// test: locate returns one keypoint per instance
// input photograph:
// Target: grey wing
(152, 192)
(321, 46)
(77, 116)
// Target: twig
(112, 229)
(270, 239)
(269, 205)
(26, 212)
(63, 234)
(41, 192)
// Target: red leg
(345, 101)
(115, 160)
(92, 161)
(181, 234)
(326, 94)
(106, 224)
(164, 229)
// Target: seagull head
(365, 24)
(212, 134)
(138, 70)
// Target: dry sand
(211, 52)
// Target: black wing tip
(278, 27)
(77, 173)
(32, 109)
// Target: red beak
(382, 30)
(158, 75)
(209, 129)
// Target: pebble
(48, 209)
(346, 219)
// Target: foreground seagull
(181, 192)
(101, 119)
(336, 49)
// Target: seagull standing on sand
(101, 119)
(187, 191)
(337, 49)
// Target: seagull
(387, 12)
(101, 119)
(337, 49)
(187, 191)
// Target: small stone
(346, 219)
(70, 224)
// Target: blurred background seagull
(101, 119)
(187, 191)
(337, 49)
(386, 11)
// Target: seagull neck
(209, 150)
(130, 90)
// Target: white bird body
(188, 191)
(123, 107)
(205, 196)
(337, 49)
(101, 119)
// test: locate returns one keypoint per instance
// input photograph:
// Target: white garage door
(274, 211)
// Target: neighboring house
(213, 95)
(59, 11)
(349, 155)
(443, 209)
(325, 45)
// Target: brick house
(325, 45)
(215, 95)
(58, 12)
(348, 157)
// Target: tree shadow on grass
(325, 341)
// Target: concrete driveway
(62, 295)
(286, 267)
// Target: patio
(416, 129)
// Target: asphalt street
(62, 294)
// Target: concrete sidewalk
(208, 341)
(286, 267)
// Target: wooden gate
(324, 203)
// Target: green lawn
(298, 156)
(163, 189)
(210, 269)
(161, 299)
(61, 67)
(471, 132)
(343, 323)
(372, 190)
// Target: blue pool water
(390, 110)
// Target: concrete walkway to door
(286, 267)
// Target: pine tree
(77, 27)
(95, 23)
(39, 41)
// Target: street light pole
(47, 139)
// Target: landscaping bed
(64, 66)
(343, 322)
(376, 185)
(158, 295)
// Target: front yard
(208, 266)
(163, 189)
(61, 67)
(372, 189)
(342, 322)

-*-*-

STATED TASK ->
Edit the records above so that every occurrence of "seagull" becomes "gull", leaving all other text unchanged.

THE SOLUTION ->
// test: locate returns one keypoint per instance
// input photograph:
// Target: grey wing
(152, 192)
(321, 46)
(77, 116)
// Target: twig
(112, 229)
(270, 239)
(269, 205)
(26, 212)
(63, 234)
(41, 192)
// Target: red leg
(345, 101)
(115, 160)
(92, 161)
(181, 234)
(326, 94)
(106, 224)
(164, 229)
// Target: gull head
(365, 24)
(212, 134)
(138, 70)
// Target: dry sand
(211, 52)
// Target: black wing tip
(278, 27)
(77, 173)
(32, 109)
// Target: red beak
(382, 30)
(158, 75)
(209, 129)
// Target: pebble
(48, 209)
(346, 219)
// Target: foreground gull
(181, 192)
(101, 119)
(336, 49)
// Target: gull standing on sand
(101, 119)
(187, 191)
(337, 49)
// Target: gull
(387, 12)
(101, 119)
(337, 49)
(187, 191)
// Target: small stone
(346, 219)
(70, 224)
// Target: blurred background gull
(101, 119)
(187, 191)
(337, 49)
(386, 11)
// Target: gull neck
(209, 150)
(130, 90)
// Target: white bird body
(188, 191)
(123, 107)
(205, 196)
(337, 49)
(101, 119)
// test: locate returns one keypoint per instance
// input photograph:
// Target: white garage door
(274, 211)
// Target: neighboring house
(213, 95)
(59, 11)
(349, 155)
(443, 209)
(325, 45)
// Target: brick house
(325, 45)
(215, 95)
(58, 12)
(348, 157)
// Target: tree shadow on grass
(325, 341)
// Target: concrete driveway
(62, 295)
(286, 267)
// Target: patio
(416, 129)
// Target: asphalt street
(62, 294)
// Target: concrete sidewalk
(208, 341)
(286, 267)
// Target: wooden gate
(324, 203)
// Target: green lawn
(298, 156)
(163, 189)
(210, 269)
(161, 299)
(61, 67)
(471, 132)
(343, 323)
(372, 190)
// Target: blue pool water
(390, 110)
// Target: concrete walkway to door
(286, 267)
// Target: pine tree
(77, 27)
(95, 23)
(39, 41)
// Target: street light pole
(47, 139)
// Target: landscaping bed
(64, 66)
(343, 322)
(376, 185)
(158, 295)
// Target: front yard
(208, 266)
(163, 189)
(61, 67)
(372, 189)
(342, 322)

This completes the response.